• Task list:
[1] In the chocolate history extract, what three grades of chocolate do the records from the Santa Barbara presidio list?
[2] Convert the rows into a Markdown table with the columns Nr and Line. Begin at the line that contains "Which spot lies innermost in each instance of the green foliage?", continue to the end of the rows, and skip any blank lines.

• Document extract:
══════════════════════════════
In 1542 the Cabrillo expedition on behalf of Spain -- the first Euros to navigate the coastline of present day California -- supposedly encountered the Chumash & Tongva on these islands. They grew their hair long & let it down low to make braids & then fashioned around their face which led the Spaniards to refer to them as the bearded people. The original dreadlockers & hipsters long before Venice Beach or latter-day Brooklyn. For gifts, these early Americans most desired calico & chocolate -- reportedly of a superior grade.

In a similar manner, Friar Junípero Serra, the Franciscan founder of California's Spanish missions, used chocolate as an incentive & reward; candidly admitting his covetous ways in saying "sometimes I stretched in giving a chocolate tablet to those who work harder..."

In those days, chocolate was considered important, valuable, even necessary. It far outstripped coffee in popularity as the preferred wake-me-up breakfast cup. In fact, with supply lines stretched in the open West & provisions scarce, people would sigh with exasperation that they had to settle for coffee instead of chocolate.

Even rancheros, whose cattle would come to graze the countryside, took chocolate as their early morning fuel before mounting their horses, returning home around 8 or 9AM for breakfast. Chocolate became such a commonplace habit by the 1800s that Sgt. Macedonio Gonzalez claimed "shooting an Indian was as easy as taking a cup of chocolate".

Records recovered from the presidio (garrison) established by the Spanish at Santa Barbara in 1782 lists 3 grades of chocolate: ordinary, fine, & premium gift.
══════════════════════════════
• Point annotation data:
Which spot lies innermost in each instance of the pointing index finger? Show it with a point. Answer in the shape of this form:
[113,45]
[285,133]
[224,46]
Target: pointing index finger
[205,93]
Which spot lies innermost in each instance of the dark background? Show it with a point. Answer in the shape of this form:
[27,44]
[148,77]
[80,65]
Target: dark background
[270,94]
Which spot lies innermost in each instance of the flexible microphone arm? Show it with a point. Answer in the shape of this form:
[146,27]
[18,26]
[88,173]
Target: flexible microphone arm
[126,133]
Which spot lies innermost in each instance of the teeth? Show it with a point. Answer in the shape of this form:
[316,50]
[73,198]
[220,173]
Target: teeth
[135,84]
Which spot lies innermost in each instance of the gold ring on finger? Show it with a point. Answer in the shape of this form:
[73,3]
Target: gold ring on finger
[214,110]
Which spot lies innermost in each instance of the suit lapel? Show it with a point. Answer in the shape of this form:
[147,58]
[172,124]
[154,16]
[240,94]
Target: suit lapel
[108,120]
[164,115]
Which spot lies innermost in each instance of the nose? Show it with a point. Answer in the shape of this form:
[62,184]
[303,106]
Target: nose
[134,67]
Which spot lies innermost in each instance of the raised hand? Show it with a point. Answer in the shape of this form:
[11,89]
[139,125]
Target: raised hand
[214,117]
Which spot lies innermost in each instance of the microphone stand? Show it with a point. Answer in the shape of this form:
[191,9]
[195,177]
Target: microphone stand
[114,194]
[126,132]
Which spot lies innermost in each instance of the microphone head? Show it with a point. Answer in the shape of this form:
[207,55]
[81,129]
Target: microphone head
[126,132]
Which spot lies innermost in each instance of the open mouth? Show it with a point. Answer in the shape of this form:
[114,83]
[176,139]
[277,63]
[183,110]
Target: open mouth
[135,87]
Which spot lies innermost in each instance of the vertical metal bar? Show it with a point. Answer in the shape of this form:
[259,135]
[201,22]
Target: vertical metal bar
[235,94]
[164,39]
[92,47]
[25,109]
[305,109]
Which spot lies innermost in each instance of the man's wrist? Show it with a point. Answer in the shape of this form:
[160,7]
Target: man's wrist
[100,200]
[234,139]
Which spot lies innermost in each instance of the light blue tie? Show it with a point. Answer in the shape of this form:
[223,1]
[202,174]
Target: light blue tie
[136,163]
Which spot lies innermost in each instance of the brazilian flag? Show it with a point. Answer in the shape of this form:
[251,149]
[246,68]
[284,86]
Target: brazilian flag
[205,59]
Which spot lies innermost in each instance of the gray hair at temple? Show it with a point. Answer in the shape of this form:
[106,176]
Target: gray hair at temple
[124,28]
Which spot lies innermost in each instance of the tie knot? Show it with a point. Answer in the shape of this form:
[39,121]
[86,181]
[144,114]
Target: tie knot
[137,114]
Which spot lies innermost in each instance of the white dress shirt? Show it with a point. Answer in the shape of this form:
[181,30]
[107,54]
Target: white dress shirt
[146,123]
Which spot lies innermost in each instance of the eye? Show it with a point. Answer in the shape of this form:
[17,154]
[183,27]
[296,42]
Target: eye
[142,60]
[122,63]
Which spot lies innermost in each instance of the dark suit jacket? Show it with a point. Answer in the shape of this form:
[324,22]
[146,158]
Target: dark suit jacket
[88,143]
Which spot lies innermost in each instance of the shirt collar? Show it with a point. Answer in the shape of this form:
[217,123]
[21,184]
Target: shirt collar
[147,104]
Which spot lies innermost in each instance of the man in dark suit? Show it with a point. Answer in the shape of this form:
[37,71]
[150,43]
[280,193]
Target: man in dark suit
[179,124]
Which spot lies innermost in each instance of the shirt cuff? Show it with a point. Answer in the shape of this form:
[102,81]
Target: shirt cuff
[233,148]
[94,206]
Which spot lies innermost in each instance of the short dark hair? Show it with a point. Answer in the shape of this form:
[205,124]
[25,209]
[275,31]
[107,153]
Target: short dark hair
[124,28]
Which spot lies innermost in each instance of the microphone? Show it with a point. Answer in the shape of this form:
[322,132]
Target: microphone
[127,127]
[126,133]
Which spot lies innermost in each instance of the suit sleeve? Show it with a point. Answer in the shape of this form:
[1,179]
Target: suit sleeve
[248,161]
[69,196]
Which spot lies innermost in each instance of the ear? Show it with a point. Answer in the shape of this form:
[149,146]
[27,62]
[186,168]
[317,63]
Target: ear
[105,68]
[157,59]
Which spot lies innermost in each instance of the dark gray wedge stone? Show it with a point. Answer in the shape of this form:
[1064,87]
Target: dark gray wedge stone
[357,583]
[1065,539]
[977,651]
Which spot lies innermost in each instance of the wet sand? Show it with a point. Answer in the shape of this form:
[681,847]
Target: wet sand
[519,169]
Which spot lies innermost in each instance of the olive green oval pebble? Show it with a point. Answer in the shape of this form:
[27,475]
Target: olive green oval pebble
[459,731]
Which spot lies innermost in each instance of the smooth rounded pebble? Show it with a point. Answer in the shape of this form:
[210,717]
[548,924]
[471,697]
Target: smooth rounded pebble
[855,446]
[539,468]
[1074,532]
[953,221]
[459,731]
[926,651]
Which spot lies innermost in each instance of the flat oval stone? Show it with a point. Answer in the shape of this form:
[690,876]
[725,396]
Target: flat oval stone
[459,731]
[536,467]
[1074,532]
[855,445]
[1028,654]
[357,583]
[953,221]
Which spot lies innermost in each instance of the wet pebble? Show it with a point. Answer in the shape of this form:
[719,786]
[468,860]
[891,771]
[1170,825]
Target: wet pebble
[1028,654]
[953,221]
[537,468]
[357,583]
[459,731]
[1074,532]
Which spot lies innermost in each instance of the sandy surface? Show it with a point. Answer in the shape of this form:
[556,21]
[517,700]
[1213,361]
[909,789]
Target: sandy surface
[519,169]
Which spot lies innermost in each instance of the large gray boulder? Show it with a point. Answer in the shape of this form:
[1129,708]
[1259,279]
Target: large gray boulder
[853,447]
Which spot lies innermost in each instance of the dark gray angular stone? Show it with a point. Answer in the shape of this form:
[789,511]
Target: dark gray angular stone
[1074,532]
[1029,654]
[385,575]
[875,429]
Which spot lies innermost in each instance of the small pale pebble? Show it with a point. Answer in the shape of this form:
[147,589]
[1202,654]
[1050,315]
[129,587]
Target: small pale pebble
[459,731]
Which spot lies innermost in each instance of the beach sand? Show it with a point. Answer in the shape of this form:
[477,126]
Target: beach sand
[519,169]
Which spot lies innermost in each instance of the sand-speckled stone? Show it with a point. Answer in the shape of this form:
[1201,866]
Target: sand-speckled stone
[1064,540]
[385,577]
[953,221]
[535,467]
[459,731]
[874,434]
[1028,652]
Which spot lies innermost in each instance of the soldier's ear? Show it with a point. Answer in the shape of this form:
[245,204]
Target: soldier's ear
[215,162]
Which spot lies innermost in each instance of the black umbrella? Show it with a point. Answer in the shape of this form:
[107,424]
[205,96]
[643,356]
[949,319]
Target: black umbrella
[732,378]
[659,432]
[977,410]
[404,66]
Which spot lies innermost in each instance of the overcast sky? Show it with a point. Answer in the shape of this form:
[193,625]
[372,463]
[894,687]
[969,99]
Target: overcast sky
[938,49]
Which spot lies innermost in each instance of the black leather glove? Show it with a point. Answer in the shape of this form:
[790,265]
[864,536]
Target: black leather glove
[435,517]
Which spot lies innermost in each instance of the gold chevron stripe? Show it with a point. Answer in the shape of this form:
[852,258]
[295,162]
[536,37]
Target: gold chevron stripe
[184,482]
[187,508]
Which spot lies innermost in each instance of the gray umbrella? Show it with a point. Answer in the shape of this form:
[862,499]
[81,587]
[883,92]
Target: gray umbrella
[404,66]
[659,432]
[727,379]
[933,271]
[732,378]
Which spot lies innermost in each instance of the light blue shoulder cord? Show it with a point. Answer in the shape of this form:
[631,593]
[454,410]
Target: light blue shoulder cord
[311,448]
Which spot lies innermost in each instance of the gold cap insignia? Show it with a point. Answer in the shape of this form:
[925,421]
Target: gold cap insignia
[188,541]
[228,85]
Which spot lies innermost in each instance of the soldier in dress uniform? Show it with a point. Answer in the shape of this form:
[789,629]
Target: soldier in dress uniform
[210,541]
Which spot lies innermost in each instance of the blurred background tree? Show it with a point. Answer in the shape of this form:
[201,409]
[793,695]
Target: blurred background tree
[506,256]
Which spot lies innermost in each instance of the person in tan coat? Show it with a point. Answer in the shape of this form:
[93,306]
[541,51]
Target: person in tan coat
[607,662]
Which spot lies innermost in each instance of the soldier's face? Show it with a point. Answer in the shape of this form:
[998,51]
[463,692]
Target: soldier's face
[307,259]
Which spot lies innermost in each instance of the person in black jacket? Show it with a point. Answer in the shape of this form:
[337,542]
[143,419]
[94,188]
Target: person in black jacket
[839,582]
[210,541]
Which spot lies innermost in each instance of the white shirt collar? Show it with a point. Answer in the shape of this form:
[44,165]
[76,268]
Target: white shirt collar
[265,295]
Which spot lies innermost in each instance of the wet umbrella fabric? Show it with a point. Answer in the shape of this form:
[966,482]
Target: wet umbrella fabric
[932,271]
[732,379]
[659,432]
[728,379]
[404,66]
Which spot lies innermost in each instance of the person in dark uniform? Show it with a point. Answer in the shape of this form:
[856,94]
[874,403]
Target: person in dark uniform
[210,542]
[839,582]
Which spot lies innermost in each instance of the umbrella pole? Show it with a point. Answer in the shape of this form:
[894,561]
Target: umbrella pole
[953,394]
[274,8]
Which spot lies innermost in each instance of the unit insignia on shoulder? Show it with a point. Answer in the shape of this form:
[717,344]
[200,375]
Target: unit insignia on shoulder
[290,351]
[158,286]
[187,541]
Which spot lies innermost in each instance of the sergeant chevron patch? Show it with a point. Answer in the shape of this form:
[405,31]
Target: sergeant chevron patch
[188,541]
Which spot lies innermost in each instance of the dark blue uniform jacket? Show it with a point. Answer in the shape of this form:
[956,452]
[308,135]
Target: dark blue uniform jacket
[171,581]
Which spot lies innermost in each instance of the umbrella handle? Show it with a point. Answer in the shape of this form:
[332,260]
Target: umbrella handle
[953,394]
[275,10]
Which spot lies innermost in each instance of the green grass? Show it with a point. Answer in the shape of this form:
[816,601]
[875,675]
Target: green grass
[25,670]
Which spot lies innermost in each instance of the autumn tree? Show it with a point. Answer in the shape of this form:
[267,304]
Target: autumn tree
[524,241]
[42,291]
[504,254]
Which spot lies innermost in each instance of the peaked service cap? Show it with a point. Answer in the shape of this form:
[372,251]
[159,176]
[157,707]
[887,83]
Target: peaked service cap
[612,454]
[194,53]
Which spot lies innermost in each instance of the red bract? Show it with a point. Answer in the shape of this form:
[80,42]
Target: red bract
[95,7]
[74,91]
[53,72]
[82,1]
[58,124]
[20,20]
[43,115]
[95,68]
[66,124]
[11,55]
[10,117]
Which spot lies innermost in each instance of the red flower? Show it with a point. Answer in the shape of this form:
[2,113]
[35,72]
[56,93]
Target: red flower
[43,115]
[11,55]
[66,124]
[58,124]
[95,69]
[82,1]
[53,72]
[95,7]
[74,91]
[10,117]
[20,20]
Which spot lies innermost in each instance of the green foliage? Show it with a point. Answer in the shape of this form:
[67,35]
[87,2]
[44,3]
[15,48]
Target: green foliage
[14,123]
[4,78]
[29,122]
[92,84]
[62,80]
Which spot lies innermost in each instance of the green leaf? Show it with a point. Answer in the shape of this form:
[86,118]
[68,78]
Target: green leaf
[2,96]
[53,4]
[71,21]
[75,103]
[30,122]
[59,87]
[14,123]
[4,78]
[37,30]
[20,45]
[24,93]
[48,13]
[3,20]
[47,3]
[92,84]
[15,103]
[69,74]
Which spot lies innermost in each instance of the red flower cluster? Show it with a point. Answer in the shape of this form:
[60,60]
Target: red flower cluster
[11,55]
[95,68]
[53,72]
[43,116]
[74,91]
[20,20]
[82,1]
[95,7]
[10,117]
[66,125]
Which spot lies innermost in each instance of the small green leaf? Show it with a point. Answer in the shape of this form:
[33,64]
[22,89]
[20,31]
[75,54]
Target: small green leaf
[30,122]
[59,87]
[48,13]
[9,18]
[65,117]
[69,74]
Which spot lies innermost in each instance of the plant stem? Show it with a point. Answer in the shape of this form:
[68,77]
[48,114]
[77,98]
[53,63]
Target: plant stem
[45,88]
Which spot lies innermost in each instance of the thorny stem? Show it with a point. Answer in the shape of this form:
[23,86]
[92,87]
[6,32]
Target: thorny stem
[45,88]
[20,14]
══════════════════════════════
• Responses in order:
[1] Ordinary, fine, and premium gift.

[2]
| Nr | Line |
|---|---|
| 1 | Which spot lies innermost in each instance of the green foliage? Show it with a point. Answer in the shape of this form: |
| 2 | [67,35] |
| 3 | [87,2] |
| 4 | [44,3] |
| 5 | [15,48] |
| 6 | Target: green foliage |
| 7 | [14,123] |
| 8 | [4,78] |
| 9 | [29,122] |
| 10 | [92,84] |
| 11 | [62,80] |
| 12 | Which spot lies innermost in each instance of the green leaf? Show it with a point. Answer in the shape of this form: |
| 13 | [86,118] |
| 14 | [68,78] |
| 15 | Target: green leaf |
| 16 | [2,96] |
| 17 | [53,4] |
| 18 | [71,21] |
| 19 | [75,103] |
| 20 | [30,122] |
| 21 | [59,87] |
| 22 | [14,123] |
| 23 | [4,78] |
| 24 | [37,30] |
| 25 | [20,45] |
| 26 | [24,93] |
| 27 | [48,13] |
| 28 | [3,20] |
| 29 | [47,3] |
| 30 | [92,84] |
| 31 | [15,103] |
| 32 | [69,74] |
| 33 | Which spot lies innermost in each instance of the red flower cluster? Show it with a point. Answer in the shape of this form: |
| 34 | [60,60] |
| 35 | Target: red flower cluster |
| 36 | [11,55] |
| 37 | [95,68] |
| 38 | [53,72] |
| 39 | [43,116] |
| 40 | [74,91] |
| 41 | [20,20] |
| 42 | [82,1] |
| 43 | [95,7] |
| 44 | [10,117] |
| 45 | [66,125] |
| 46 | Which spot lies innermost in each instance of the small green leaf? Show it with a point. Answer in the shape of this form: |
| 47 | [33,64] |
| 48 | [22,89] |
| 49 | [20,31] |
| 50 | [75,54] |
| 51 | Target: small green leaf |
| 52 | [30,122] |
| 53 | [59,87] |
| 54 | [48,13] |
| 55 | [9,18] |
| 56 | [65,117] |
| 57 | [69,74] |
| 58 | Which spot lies innermost in each instance of the plant stem? Show it with a point. Answer in the shape of this form: |
| 59 | [68,77] |
| 60 | [48,114] |
| 61 | [77,98] |
| 62 | [53,63] |
| 63 | Target: plant stem |
| 64 | [45,88] |
| 65 | Which spot lies innermost in each instance of the thorny stem? Show it with a point. Answer in the shape of this form: |
| 66 | [23,86] |
| 67 | [92,87] |
| 68 | [6,32] |
| 69 | Target: thorny stem |
| 70 | [45,88] |
| 71 | [20,14] |